◆ **ATTIVITÀ DA SVOLGERE**:
(a) Rispondi in base all'articolo sul libro:
(i) Quale autore viene indicato per il libro?
(ii) Di quale argomento parla il libro?
(iii) Con quale tipo di scrittura viene trattato l'argomento?
(b) Cita dall'articolo sul libro il passo che va dalle parole "Jonathan Safran Foe affronta" alle parole "stile di vita.".

◆ **BRANO DI RIFERIMENTO**:
+--
Possiamo salvare il mondo prima di cena

Possiamo salvare il mondo prima di cena è un libro scritto dall’autore Jonathan Safran Foe che ho recentemente concluso. Ha animato in me un’irresistibile voglia di scrivere questo articolo, e soprattutto di imprimere a me stesso il grande messaggio che questo libro ha da lasciare.

Jonathan Safran Foe affronta uno degli argomenti più spigolosi degli ultimi anni, rivolgendosi alla coscienza collettiva. Parla di cambiamento climatico, e della lenta ed inesorabile auto-distruzione di noi esseri umani, sempre più incapaci di vivere del tempo di qualità su questa Terra. Uno scenario che appare inevitabilmente apocalittico, ma la buona notizia è che il libro di Foe non è l’ennesimo mattone propinato per scuotere le coscienze. Con una scrittura dolce-amara tratta l’argomento con rigore scientifico, ma è mosso anzitutto dal sincero desiderio di coinvolgere quanti più possibile ad operare un profondo cambiamento del proprio stile di vita.
+--
◆ **DATI FORNITI**:
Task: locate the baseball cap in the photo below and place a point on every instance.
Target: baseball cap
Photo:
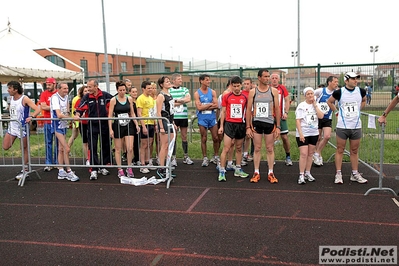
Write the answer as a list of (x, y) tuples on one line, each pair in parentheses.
[(305, 90), (349, 75), (51, 80)]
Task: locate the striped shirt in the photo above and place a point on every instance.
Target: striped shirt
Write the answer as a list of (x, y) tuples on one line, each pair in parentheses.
[(177, 94)]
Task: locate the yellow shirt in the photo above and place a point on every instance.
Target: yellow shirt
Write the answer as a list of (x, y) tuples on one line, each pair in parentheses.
[(147, 106)]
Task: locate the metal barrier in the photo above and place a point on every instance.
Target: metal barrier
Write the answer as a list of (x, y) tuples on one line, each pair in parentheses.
[(371, 150), (37, 153)]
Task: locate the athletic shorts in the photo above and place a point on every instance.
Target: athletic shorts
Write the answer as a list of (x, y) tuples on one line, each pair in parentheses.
[(181, 122), (207, 123), (284, 127), (165, 126), (352, 134), (309, 140), (325, 122), (150, 129), (83, 132), (123, 131), (234, 130), (262, 127)]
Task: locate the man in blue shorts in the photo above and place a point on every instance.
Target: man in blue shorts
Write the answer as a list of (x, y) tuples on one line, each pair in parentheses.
[(206, 104)]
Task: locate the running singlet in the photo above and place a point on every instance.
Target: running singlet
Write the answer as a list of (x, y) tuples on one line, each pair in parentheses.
[(167, 107), (263, 106), (205, 99), (235, 107), (58, 103), (19, 113), (322, 100), (122, 110), (349, 108)]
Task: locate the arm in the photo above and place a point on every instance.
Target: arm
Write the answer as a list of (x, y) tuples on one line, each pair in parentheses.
[(110, 114), (248, 113)]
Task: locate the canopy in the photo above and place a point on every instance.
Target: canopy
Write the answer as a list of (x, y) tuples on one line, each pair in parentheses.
[(18, 60)]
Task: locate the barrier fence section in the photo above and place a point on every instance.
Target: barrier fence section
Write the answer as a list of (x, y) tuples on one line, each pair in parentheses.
[(14, 156), (37, 150), (371, 149)]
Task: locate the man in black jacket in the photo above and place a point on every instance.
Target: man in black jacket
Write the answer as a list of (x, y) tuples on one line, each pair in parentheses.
[(96, 103)]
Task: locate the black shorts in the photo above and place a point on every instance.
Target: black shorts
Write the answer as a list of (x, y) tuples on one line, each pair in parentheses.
[(263, 127), (165, 126), (83, 132), (181, 122), (234, 130), (150, 129), (325, 122), (123, 131), (309, 140)]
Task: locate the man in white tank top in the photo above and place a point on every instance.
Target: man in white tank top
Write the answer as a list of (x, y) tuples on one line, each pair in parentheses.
[(351, 99), (19, 112)]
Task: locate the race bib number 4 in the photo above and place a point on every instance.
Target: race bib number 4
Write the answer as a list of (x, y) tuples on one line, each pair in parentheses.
[(262, 110)]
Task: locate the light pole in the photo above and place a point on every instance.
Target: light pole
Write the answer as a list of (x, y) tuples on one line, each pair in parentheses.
[(294, 55), (373, 49)]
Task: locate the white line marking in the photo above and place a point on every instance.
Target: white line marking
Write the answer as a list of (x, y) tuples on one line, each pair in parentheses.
[(396, 201)]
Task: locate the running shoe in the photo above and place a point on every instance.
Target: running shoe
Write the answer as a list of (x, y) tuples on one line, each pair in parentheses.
[(240, 173), (358, 178), (272, 179), (288, 161), (205, 162), (187, 160), (222, 176), (255, 178), (338, 179), (309, 177), (301, 180), (72, 177)]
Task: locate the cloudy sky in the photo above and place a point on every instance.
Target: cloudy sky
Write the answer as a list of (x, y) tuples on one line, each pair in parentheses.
[(252, 32)]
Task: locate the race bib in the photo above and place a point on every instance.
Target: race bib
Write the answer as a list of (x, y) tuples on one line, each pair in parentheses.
[(262, 110), (13, 112), (350, 109), (235, 111), (324, 107), (123, 122)]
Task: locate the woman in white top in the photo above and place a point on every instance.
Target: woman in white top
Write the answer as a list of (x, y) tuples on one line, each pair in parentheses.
[(307, 116)]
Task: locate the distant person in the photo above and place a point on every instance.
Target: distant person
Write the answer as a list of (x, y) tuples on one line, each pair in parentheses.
[(284, 103), (181, 96), (59, 108), (325, 124), (232, 125), (307, 117), (263, 123), (351, 100), (51, 142), (96, 103), (122, 130), (206, 104), (19, 112), (165, 109)]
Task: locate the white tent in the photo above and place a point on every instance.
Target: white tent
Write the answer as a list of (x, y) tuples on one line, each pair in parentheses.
[(18, 60)]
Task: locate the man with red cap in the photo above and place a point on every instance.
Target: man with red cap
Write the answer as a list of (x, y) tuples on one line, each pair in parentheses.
[(51, 151)]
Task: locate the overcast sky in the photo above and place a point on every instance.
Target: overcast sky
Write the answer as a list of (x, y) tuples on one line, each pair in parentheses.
[(251, 32)]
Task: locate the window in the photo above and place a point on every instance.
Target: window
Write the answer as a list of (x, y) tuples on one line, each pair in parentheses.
[(103, 69), (56, 60), (123, 67), (84, 65)]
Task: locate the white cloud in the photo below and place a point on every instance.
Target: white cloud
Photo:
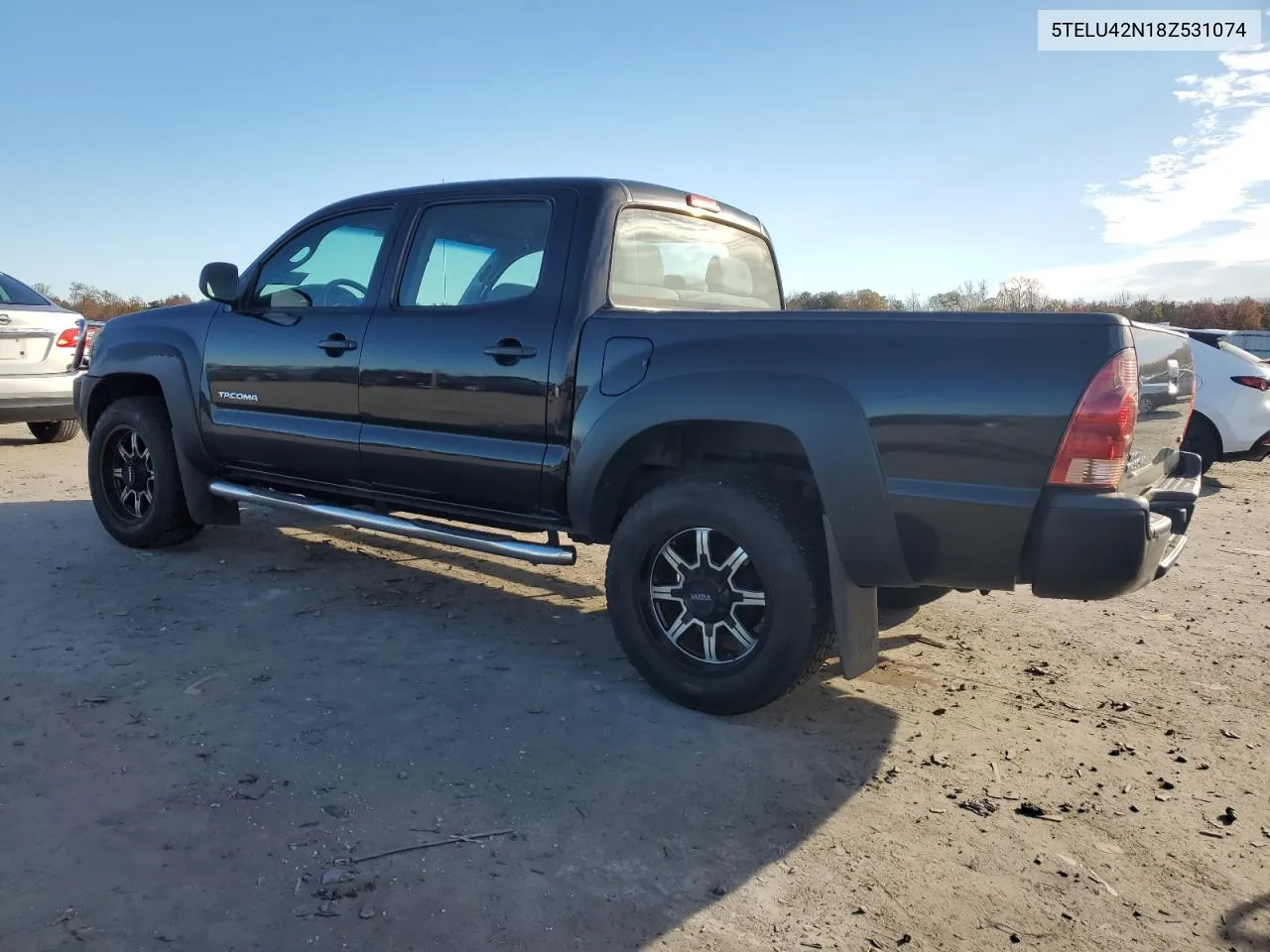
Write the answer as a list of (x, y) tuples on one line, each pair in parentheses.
[(1197, 221)]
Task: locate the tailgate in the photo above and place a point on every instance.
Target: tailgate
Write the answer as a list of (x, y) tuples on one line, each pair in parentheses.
[(1166, 391)]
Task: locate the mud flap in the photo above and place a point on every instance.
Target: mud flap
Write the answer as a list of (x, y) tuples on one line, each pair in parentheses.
[(203, 507), (855, 613)]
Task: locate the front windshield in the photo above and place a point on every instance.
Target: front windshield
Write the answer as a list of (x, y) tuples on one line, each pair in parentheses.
[(14, 293)]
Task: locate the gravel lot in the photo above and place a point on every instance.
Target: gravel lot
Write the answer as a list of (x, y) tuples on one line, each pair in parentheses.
[(199, 749)]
+--
◆ **ESERCIZI SVOLTI**:
(a)
(i) Jonathan Safran Foe.
(ii) Del cambiamento climatico e della lenta e inesorabile auto-distruzione degli esseri umani.
(iii) Con una scrittura dolce-amara.

(b)
Jonathan Safran Foe affronta uno degli argomenti più spigolosi degli ultimi anni, rivolgendosi alla coscienza collettiva. Parla di cambiamento climatico, e della lenta ed inesorabile auto-distruzione di noi esseri umani, sempre più incapaci di vivere del tempo di qualità su questa Terra. Uno scenario che appare inevitabilmente apocalittico, ma la buona notizia è che il libro di Foe non è l’ennesimo mattone propinato per scuotere le coscienze. Con una scrittura dolce-amara tratta l’argomento con rigore scientifico, ma è mosso anzitutto dal sincero desiderio di coinvolgere quanti più possibile ad operare un profondo cambiamento del proprio stile di vita.